— Исходный материал —
□ □ □ □ □

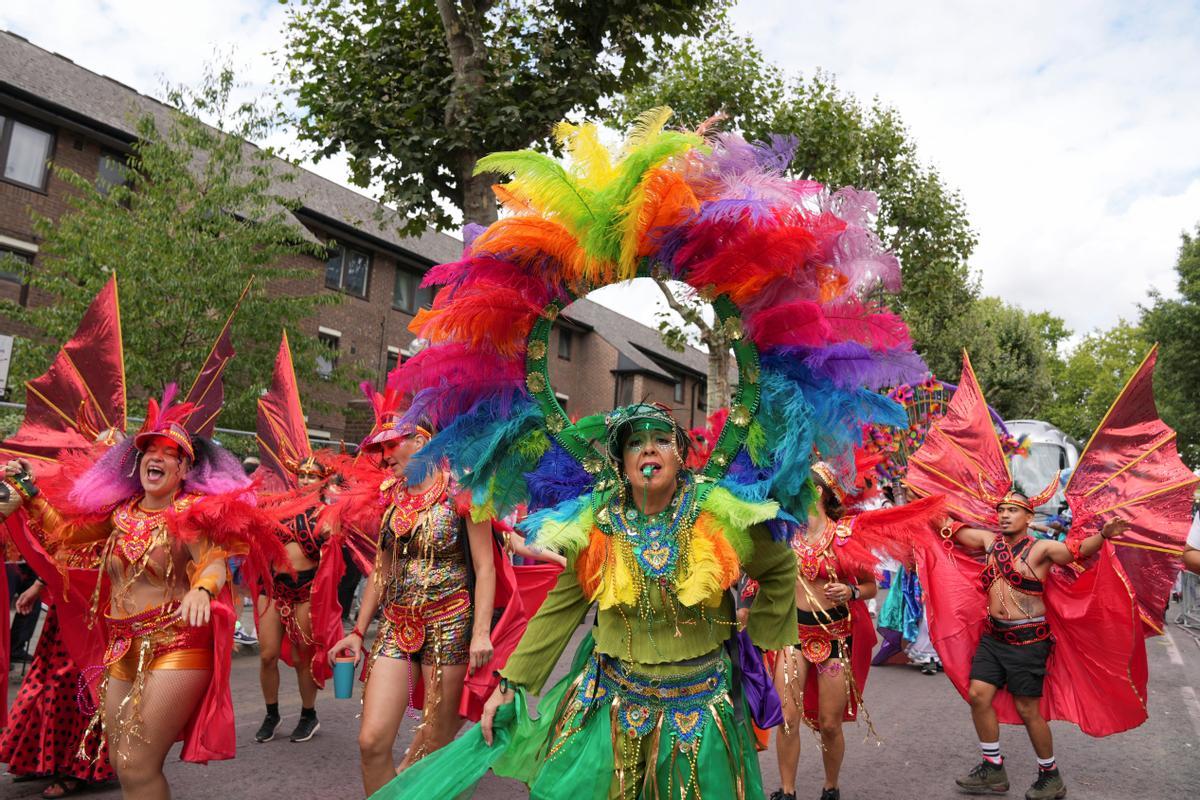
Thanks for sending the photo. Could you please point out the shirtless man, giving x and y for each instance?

□ □ □ □ □

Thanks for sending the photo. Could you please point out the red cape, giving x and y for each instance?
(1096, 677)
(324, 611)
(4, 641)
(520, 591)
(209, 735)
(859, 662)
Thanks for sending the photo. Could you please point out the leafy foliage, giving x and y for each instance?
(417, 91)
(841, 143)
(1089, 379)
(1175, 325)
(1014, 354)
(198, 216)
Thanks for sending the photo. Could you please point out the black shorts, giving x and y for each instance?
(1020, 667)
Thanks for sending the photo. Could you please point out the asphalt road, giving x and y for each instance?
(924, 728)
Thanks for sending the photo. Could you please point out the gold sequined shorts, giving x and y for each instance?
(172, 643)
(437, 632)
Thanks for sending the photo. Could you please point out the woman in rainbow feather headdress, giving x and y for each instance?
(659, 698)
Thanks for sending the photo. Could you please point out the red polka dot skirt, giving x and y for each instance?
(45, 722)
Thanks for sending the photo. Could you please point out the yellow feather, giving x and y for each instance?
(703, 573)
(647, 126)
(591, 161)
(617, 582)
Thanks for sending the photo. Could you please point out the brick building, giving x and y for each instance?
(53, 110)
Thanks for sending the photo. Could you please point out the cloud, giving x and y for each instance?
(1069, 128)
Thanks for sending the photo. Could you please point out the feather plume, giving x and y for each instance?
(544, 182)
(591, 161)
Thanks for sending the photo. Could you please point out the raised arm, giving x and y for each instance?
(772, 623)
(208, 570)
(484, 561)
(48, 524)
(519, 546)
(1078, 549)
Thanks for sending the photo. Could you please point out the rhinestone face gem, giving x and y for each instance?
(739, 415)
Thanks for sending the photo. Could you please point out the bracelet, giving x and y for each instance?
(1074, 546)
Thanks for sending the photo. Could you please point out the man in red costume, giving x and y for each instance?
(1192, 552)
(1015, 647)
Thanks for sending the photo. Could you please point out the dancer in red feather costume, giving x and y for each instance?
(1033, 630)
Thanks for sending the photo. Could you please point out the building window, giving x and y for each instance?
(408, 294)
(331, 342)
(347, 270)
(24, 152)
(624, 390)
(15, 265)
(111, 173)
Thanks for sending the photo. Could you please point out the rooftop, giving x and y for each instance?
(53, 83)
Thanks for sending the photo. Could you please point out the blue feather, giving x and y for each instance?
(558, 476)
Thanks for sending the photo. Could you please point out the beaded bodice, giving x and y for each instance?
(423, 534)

□ □ □ □ □

— Задание —
Соберите из материала все строки, в которых встречается слово «costume», сохранив их порядок.

— Ожидаемый результат —
Thanks for sending the photo. Could you please point out the man in red costume, giving x and y for each instance?
Thanks for sending the photo. Could you please point out the dancer in red feather costume, giving x and y for each instance?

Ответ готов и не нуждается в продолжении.